__Text block__.
2.4. If the Borrower has not repaid the outstanding principal amount under the
Loan II in its entirety by the Maturity Date (as defined in the applicable
Note(s)), then for each additional month, or portion thereof, thereafter that
the outstanding principal is not paid, Lender shall have the right to purchase
from the Borrower, at the Exercise Price (adjusted, as set forth and defined in
the Warrant Agreement), an additional number of shares of Preferred Stock which
number shall be determined by (i) multiplying the outstanding principal amount
which is due but unpaid by 1% and (ii) dividing the product thereof by the
Exercise Price.
SECTION 3. CONDITIONS PRECEDENT TO LOAN
The obligation of Lender to fund the Loan II on each Advance Date shall be
subject to Borrower's request, and Lender's satisfactory completion of its due
diligence and approval process, and satisfaction by Borrower or waiver by
Lender, in Lender's sole discretion, of the following conditions:
3.1. Any Advance under Loan II shall occur within four (4) months from the
Closing Date hereof.

__What you need to do__.
a: Write out, word for word, the part of the loan agreement excerpt that opens with the words containing "2.4. If the" and closes with "Exercise Price.".
b: Repeat, without changes, the part of the entries that opens with the line containing "the rocky outcrop?" and closes with the line containing "156 31 L 155", both of those lines included. Leave out the pictures.

__Data to use__.
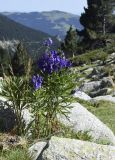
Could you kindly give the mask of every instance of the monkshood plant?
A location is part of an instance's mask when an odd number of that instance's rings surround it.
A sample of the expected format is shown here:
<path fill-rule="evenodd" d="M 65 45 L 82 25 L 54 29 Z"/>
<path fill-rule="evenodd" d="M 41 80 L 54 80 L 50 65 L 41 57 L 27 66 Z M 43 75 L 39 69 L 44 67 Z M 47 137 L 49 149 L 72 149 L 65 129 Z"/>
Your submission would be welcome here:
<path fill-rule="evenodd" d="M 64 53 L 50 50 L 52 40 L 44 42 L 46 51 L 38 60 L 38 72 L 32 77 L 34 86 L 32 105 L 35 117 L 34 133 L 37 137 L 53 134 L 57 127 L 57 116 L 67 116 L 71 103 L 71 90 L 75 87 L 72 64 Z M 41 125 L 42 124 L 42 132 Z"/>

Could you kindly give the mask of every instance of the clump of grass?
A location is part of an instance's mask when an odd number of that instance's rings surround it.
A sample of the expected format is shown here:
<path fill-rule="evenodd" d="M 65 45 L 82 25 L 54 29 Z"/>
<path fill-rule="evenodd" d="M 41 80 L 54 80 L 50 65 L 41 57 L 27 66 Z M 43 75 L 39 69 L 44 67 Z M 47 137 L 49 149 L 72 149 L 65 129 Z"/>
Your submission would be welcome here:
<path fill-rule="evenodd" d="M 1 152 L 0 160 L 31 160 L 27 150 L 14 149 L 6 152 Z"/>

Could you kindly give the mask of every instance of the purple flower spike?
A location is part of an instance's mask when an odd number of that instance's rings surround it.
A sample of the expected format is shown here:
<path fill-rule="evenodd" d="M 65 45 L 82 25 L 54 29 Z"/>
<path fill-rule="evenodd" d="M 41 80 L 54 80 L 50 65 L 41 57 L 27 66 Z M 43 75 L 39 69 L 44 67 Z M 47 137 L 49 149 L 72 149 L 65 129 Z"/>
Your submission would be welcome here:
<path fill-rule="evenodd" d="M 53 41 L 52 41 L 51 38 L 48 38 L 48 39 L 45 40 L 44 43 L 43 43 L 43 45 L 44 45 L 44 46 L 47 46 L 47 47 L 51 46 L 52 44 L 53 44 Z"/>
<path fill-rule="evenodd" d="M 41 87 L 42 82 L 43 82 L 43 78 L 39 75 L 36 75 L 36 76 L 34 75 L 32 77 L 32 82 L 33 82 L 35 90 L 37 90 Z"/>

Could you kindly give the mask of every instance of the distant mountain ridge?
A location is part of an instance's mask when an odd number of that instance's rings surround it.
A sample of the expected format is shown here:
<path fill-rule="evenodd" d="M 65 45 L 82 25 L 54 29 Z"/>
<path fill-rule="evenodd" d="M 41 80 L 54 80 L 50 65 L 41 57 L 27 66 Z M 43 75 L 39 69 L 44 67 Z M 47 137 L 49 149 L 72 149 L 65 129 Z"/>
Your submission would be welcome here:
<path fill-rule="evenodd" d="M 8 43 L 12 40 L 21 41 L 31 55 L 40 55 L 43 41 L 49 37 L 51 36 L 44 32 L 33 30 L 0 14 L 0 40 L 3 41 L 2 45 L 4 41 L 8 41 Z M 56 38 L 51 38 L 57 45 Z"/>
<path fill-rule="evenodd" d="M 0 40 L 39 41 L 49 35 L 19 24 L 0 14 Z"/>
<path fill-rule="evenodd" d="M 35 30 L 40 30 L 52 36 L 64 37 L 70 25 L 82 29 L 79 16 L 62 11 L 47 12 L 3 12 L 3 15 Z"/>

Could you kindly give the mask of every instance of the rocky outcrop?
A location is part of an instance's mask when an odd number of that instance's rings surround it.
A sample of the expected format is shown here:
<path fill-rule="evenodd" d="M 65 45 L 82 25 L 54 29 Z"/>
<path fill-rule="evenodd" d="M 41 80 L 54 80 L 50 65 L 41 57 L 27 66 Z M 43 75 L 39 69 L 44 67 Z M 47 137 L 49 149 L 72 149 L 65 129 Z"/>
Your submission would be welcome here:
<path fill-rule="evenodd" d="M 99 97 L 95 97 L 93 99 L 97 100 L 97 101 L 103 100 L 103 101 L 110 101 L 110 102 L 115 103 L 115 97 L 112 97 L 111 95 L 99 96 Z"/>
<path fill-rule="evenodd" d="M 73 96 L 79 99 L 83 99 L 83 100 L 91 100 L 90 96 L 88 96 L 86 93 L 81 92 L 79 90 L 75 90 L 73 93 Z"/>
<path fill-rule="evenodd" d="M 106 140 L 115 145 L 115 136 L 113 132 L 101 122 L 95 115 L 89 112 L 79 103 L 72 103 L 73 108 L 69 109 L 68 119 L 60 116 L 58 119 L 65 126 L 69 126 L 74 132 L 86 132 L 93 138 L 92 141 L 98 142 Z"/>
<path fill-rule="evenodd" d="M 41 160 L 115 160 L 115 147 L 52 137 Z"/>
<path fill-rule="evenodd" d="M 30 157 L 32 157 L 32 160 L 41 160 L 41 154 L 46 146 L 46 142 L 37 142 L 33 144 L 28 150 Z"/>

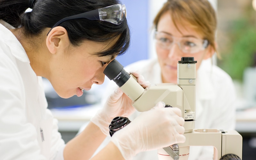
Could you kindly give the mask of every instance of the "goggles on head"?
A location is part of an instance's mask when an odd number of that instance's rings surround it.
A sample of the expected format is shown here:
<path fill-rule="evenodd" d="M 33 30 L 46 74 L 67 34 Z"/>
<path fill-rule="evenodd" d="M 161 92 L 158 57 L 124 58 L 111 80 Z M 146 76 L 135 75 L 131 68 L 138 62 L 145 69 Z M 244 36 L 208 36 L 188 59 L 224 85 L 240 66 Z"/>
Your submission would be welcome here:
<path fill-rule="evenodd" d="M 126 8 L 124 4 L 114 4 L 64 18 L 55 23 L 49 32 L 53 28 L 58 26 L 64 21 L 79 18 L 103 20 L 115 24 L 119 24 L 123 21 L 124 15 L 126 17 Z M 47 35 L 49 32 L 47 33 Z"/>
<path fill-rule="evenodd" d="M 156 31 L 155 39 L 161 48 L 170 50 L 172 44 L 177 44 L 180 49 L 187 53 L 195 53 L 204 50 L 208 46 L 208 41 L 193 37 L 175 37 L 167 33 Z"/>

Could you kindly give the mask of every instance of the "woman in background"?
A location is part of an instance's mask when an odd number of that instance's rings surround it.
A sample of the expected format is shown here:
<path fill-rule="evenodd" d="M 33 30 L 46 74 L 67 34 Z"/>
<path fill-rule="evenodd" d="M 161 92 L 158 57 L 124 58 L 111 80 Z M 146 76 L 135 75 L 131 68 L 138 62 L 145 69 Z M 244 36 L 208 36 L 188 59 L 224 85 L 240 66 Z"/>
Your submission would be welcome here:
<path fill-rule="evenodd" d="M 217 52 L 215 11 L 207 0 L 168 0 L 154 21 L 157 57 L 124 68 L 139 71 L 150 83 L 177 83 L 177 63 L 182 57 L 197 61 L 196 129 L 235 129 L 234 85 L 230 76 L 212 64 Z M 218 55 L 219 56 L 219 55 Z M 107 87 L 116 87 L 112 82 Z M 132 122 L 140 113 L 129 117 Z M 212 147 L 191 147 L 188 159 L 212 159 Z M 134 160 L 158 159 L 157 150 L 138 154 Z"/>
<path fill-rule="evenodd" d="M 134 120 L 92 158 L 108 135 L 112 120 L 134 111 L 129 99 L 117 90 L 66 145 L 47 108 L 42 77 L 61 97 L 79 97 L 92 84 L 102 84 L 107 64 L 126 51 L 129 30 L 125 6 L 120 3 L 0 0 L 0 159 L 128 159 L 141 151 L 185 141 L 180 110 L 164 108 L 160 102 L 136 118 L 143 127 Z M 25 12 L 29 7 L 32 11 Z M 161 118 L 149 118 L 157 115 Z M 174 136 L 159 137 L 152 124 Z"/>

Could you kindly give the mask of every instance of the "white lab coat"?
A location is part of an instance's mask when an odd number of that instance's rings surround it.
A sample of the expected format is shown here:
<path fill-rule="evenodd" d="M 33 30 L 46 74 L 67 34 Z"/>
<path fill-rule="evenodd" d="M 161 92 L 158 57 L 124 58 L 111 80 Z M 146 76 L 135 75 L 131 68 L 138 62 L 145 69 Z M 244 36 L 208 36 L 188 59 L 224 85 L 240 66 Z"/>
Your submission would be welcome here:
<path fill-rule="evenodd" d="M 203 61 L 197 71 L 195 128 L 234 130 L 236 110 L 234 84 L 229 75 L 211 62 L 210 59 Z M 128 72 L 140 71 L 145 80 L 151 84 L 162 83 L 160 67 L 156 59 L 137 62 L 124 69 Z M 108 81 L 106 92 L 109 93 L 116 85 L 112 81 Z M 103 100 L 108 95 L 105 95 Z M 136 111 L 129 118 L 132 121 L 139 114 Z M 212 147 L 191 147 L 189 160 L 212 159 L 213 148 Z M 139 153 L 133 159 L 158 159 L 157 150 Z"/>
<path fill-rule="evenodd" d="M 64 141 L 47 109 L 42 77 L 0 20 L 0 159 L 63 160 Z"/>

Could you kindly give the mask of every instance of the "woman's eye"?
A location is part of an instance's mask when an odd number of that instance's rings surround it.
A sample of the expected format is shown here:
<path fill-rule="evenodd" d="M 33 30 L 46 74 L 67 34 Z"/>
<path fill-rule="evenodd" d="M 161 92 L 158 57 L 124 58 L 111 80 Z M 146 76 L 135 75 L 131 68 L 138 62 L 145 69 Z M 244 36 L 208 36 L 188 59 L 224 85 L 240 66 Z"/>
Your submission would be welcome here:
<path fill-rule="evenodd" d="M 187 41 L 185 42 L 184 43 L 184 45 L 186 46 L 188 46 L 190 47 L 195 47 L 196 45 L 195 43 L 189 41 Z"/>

__Answers per task__.
a:
2.4. If the Borrower has not repaid the outstanding principal amount under the
Loan II in its entirety by the Maturity Date (as defined in the applicable
Note(s)), then for each additional month, or portion thereof, thereafter that
the outstanding principal is not paid, Lender shall have the right to purchase
from the Borrower, at the Exercise Price (adjusted, as set forth and defined in
the Warrant Agreement), an additional number of shares of Preferred Stock which
number shall be determined by (i) multiplying the outstanding principal amount
which is due but unpaid by 1% and (ii) dividing the product thereof by the
Exercise Price.

b:
Could you kindly give the mask of every instance of the rocky outcrop?
A location is part of an instance's mask when an odd number of that instance's rings surround it.
A sample of the expected format is shown here:
<path fill-rule="evenodd" d="M 65 45 L 82 25 L 54 29 Z"/>
<path fill-rule="evenodd" d="M 41 80 L 54 80 L 50 65 L 41 57 L 27 66 Z M 43 75 L 39 69 L 44 67 Z M 47 137 L 49 149 L 72 149 L 65 129 Z"/>
Your submission would be welcome here:
<path fill-rule="evenodd" d="M 99 97 L 95 97 L 93 99 L 97 100 L 97 101 L 103 100 L 103 101 L 110 101 L 110 102 L 115 103 L 115 97 L 112 97 L 111 95 L 99 96 Z"/>
<path fill-rule="evenodd" d="M 73 96 L 79 99 L 83 99 L 83 100 L 91 100 L 90 96 L 88 96 L 86 93 L 81 92 L 79 90 L 75 90 L 73 93 Z"/>
<path fill-rule="evenodd" d="M 106 140 L 115 145 L 115 136 L 113 132 L 101 122 L 95 115 L 89 112 L 79 103 L 72 103 L 73 108 L 69 109 L 68 119 L 60 116 L 58 119 L 65 126 L 69 126 L 74 132 L 86 132 L 93 138 L 92 141 L 98 142 Z"/>
<path fill-rule="evenodd" d="M 41 160 L 115 160 L 115 147 L 52 137 Z"/>
<path fill-rule="evenodd" d="M 30 157 L 32 157 L 32 160 L 41 160 L 41 154 L 46 146 L 46 142 L 37 142 L 33 144 L 28 150 Z"/>

Could you kindly give the mask of every instance of the "goggles on head"?
A location is part of an instance's mask when an odd number of that instance's rings surround it.
A sample of the expected format is shown here:
<path fill-rule="evenodd" d="M 33 30 L 46 74 L 67 34 Z"/>
<path fill-rule="evenodd" d="M 161 92 L 158 57 L 124 58 L 111 80 Z M 146 76 L 135 75 L 131 68 L 138 62 L 145 69 Z M 244 36 L 208 36 L 188 59 L 224 85 L 240 66 Z"/>
Your submission would be welcome here:
<path fill-rule="evenodd" d="M 126 8 L 124 4 L 114 4 L 64 18 L 55 23 L 49 32 L 53 28 L 58 26 L 64 21 L 79 18 L 103 20 L 115 24 L 119 24 L 123 21 L 124 15 L 126 17 Z M 47 35 L 49 32 L 47 33 Z"/>
<path fill-rule="evenodd" d="M 156 31 L 155 39 L 161 48 L 170 50 L 172 44 L 177 44 L 180 49 L 187 53 L 195 53 L 204 50 L 208 46 L 208 41 L 193 37 L 175 37 L 167 33 Z"/>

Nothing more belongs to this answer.